E.g., in querying a table at the HEASARC our standard CGI scripts will access the table in server mode. We may provide an AJAX library that allows client access from a JavaScript-enabled web page. A user might use a command that runs in a script with CLI access and we might provide a Java library that enables the user to access a table directly from within their own Java code.
Different elements may use one another: the AJAX client code may invoke CGI scripts which in turn use a standard library.
Although offline resources will – by definition- not be accessible through software we include them since they may be described and linked to from other resources and they may be associated with on-line resources, e.g., a person will have an associated E-mail.
5 Capabilities of resource types.
The following paragraphs briefly describe the various types of resources are used.
ArchiveResearchCenter:
An archive research center is a compound resource that may directly index any of the other types of resources but (at least for the HEASARC) is primarily a collection of missions, themes, toolsets and a variety of off-line resources (e.g., people). In figure 1 we have only shown the predominant hierarchical links for an archive data center but there might be direct links from tables, tools and datasets directly to the research center object.
Missions and Themes:
These are compound resources. Generally they should provide a link to overall documentation and lists of tables, archives and toolsets associated with the mission and/or theme. Normally there will be some small number of primary tables/archives/toolsets. There will typically be few if any direct links to specific datasets and possibly a few mission/theme specific tools outside of any general toolsets. Missions and themes will differ in the kinds of metadata present. E.g., the PI, spectral regime and epoch are typical metadata for a mission. Metadata for a theme usually involve characteristics of sources or events linked to the theme.
Tables:
Tables may have links to documentation and archive resources. The primary capability for tables is the ability to return a list of results that meet user specified constraints. A query transforms one (or possibly several) tables into a result table.
Archives:
An archive is a group of associated datasets. It may consist of sub-archives (e.g., the HEASARC archive includes many mission archives). Capabilities for archives are the ability to identify and extract specific datasets.
Datasets:
A dataset is a collection of files. Key capabilities include the ability to be downloaded to the user and to be used within tools.
Documentation:
Documentation can be rendered for human browsing.
Survey:
A survey will often have links to an archive of information. A survey also includes some capability for systematic processing of the underlying datasets to perform tasks for the user. [A survey can usefully be considered as an association of a task and an archive, e.g., the SkyView task and the its image archive datasets]
Toolset:
A toolset provides a framework in which individual tools can be used and session information can be preserved. E.g., the current Browse comprises a toolset. A few toolsets (e.g., Hera and Browse) may be actively integrated into this system, but the most we would typically expect is to initiate a session in the toolkit.
Tool:
A tool can be invoked using information provided by the user (possibly including one or more datasets) to perform some requisite task. As with toolsets, it is anticipated that in most cases the data access system and tool will be very loosely coupled.

(Data entries)
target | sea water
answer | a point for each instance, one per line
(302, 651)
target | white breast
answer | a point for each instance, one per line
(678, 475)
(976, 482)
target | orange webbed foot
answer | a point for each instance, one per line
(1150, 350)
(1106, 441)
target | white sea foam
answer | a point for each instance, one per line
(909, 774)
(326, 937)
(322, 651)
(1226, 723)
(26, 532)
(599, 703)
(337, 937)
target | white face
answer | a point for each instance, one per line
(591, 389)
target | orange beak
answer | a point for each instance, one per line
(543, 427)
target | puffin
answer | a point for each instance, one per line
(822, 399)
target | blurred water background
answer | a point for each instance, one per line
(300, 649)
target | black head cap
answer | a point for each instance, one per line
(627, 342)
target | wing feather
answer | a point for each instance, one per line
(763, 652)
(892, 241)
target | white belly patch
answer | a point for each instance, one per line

---

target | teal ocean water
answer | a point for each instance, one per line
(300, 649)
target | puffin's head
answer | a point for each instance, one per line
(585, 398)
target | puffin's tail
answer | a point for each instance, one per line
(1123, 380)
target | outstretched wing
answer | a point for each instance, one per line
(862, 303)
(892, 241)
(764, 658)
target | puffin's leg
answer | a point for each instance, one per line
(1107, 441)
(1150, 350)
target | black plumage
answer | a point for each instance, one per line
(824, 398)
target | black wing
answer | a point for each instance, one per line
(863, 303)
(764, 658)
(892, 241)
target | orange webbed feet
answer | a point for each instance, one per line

◆ Challenges:
- 1) According to the passage on HEASARC resource types, why are offline resources included even though they cannot be accessed through software?
- 2) In the passage on HEASARC resource types, which metadata are named as typical for a mission?

◆ Expected answers:
- 1) They are included because they may be described and linked to from other resources, and they may be associated with online resources. For example, a person will have an associated email.

- 2) The PI, spectral regime and epoch.